Segment Open

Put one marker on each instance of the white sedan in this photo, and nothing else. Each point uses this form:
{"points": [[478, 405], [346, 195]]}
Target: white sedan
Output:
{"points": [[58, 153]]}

Segment Closed
Segment Open

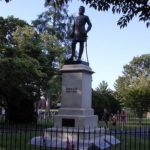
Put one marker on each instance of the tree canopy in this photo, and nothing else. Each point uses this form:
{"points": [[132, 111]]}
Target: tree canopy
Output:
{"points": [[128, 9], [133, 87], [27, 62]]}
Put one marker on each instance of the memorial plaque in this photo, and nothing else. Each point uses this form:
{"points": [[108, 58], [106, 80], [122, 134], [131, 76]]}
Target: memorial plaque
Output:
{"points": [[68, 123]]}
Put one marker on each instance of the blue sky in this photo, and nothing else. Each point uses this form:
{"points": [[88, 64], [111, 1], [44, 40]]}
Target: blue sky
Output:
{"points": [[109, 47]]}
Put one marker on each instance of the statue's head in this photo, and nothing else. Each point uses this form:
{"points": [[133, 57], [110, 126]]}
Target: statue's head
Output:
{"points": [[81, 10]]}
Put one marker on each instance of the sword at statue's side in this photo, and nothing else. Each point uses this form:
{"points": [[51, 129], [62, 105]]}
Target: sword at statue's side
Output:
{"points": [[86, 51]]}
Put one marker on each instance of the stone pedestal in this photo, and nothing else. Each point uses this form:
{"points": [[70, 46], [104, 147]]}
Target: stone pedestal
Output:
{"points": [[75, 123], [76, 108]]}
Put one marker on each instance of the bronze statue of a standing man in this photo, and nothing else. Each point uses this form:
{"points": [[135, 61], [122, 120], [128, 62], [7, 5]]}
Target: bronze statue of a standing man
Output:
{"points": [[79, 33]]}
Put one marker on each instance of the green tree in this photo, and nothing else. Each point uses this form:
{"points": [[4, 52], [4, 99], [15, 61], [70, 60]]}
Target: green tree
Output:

Segment Closed
Segment Open

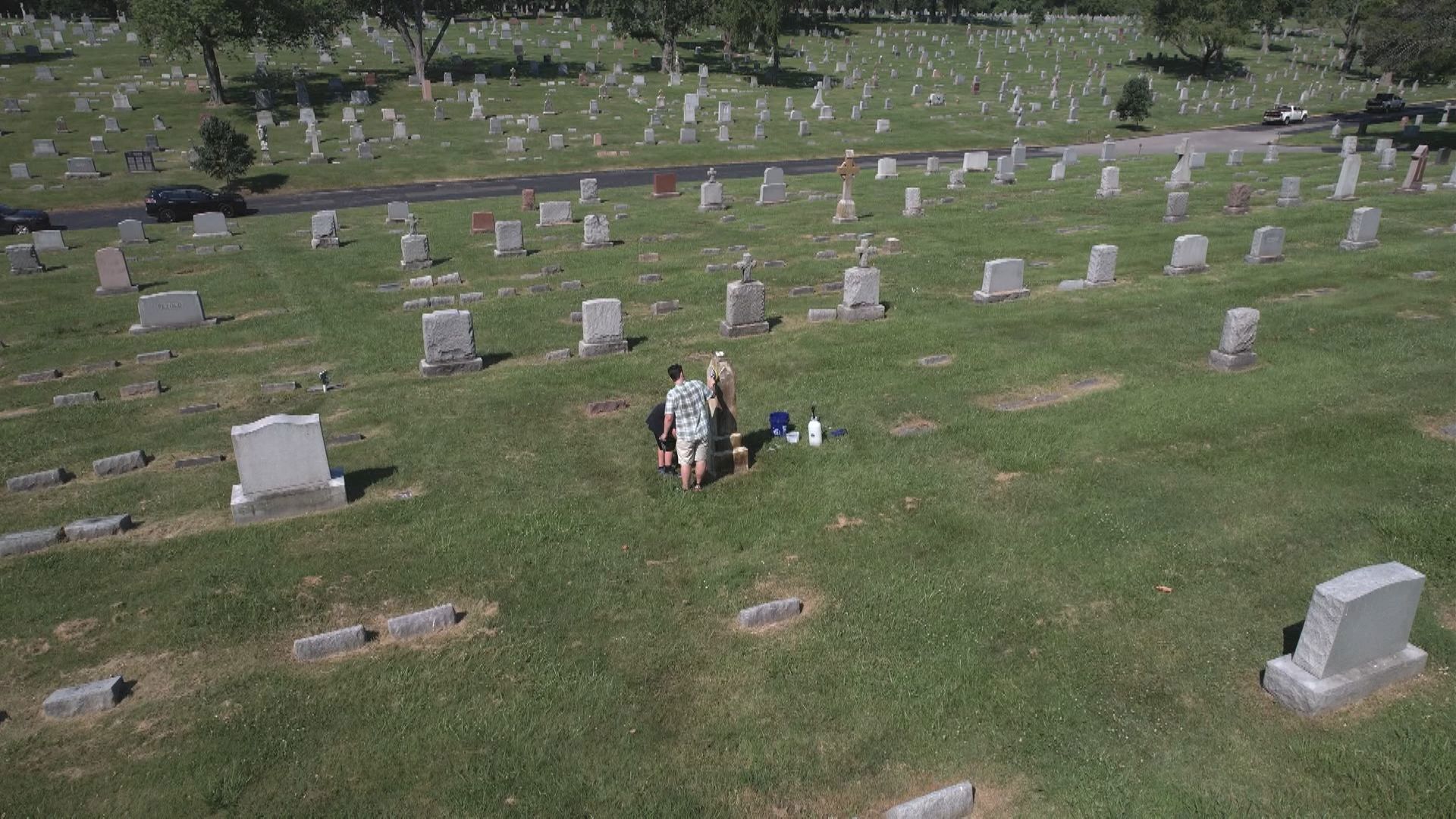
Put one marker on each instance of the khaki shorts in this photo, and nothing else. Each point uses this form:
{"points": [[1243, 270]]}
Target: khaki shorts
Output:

Segment Closed

Task requirements:
Report every line in the listing that holds the word "sedan".

Exercise result:
Put one marker on each instance of the white sedan in this photo, and nothing else. Each point uses this form:
Target: white sedan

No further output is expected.